§ 提示文:
このページではアイドル的な人気もあるカンフー映画スター俳優、ユン・ピョウ氏を紹介します。

 

▼紹介する9人のカンフー映画スター俳優

名前 人物概要 主な出演作品
1 ジミー・ウォング カンフー映画界のレジェンド 「片腕必殺剣」
2 ブルース・リー 「本物」のアクションスター 「燃えよドラゴン」
3 サモハン カンフー映画界の主要人物 「燃えよデブゴン」
4 ジャッキー・チェン 世界のジャッキー 「酔拳」「プロジェクトA」
5 ユン・ピョウ⇐当ページ カンフー映画アイドルスター 「ユン・ピョウinドラ息子カンフー」
6 ユン・ワー 中華圏芸能界屈指の名バイプレイヤー 「霊幻道士」
7 ラム・チェンイン 詠春拳の達人 「霊幻道士」
8 ジェット・リー 少林寺ブームの立役者 「少林寺」
9 ドニー・イェン 遅咲きのカンフー映画スター 「イップマン」

 

ユン・ピョウ(元彪)

生年月日 1957年7月26日
本名 夏令震(シャア・リン・ヂェン)
出身 香港
初期ヒット作 「猿拳」(1979)
出演日本作品 「孔雀王」「無問題2」
現在 俳優として活動

 

【ユン・ピョウってどんな俳優?】

私が小学生の頃は、アイドルのようなカッコいい兄ちゃんと思っていました。自分の中でユン・ピョウ氏だけ比較対象がなぜかジャニーズだったのを覚えています。

おそらく、日本ではアイドル扱いをされていたためだと思います。

ですが、「プロジェクトA」や「スパルタンX」を観てそのイメージが払拭されました。

ジャッキー氏やサモハン氏と息の合ったアクションやユン・ピョウ氏の身体を張ったスタントに本格的なアクションスターを感じました。足技がとにかく美しいです。

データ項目
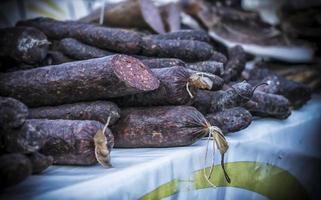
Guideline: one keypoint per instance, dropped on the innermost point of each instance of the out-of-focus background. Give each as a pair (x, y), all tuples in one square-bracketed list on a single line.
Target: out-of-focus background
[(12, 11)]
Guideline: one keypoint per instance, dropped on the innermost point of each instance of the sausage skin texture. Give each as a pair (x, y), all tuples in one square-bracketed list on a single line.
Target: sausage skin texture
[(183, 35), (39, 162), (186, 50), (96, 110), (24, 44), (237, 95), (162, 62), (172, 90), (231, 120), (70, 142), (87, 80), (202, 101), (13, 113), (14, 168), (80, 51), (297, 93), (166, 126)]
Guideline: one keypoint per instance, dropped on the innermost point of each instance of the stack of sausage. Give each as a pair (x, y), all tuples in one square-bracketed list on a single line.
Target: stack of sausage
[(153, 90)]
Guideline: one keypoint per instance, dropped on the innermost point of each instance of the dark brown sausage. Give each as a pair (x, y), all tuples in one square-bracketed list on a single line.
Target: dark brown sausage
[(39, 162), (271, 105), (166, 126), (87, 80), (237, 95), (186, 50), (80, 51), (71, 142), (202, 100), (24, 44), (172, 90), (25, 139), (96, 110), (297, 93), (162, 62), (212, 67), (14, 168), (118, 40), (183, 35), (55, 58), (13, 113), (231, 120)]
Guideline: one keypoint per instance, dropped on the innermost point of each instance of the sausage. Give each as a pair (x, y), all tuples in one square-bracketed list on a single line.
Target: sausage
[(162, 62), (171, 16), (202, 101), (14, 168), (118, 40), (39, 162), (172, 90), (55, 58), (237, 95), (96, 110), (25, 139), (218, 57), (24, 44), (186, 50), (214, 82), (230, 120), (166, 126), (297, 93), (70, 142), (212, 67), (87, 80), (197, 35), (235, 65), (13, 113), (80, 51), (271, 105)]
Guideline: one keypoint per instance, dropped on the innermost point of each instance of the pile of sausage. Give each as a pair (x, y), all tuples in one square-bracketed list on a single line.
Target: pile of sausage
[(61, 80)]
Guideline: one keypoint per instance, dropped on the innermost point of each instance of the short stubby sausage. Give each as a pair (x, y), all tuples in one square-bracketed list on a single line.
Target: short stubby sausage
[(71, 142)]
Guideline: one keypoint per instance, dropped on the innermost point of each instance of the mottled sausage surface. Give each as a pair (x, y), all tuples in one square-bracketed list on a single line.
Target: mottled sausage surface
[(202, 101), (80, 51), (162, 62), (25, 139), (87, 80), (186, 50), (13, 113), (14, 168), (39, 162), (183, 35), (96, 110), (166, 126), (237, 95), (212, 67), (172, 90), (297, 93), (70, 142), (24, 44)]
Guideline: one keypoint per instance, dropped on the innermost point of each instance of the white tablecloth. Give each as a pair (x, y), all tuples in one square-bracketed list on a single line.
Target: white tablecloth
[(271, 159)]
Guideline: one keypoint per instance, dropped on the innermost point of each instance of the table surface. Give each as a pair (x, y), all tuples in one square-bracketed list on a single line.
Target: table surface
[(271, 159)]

§ 課題:
ユン・ピョウの紹介文に基づき、次の問いに答えてください。
1. 一覧表でユン・ピョウの主な出演作品として挙げられている作品は何ですか。
2. ユン・ピョウの本名は何ですか。
3. 筆者がユン・ピョウのアイドルのようなイメージを払拭したきっかけとなった作品は何ですか。

§ 解答:
1. 「ユン・ピョウinドラ息子カンフー」
2. 夏令震(シャア・リン・ヂェン)
3. 「プロジェクトA」と「スパルタンX」